Exercise aim –
Below are the records. Gather each line that holds "instance".

[Region pointing data]
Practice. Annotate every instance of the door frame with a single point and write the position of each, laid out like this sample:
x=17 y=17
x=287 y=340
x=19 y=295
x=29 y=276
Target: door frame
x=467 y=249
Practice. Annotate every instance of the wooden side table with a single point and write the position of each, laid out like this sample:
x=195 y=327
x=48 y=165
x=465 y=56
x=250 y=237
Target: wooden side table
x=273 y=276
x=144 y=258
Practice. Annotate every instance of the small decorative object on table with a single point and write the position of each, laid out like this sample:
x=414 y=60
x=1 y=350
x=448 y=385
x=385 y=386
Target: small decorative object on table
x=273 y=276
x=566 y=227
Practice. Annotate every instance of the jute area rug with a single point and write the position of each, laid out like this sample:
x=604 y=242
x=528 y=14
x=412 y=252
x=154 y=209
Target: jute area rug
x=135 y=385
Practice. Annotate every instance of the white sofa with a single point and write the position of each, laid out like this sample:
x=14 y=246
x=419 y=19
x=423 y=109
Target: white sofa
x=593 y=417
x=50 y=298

Response to this exercise –
Practice. Annotate every instance of the door frame with a single point and write the position of each, laid out like this sample:
Practice. Annotate every instance of the wooden side table with a single point and write the position of each, laid out like this sample:
Practice. Annotate every instance of the small decorative object on table with a single point and write the position of each, laid out like this sample:
Practice. Annotate every instance of the jute area rug with a single point and write the position of each, laid out like this sample:
Practice. Annotate every instance of the white sofa with a single point and write the position of each, laid out like this sample:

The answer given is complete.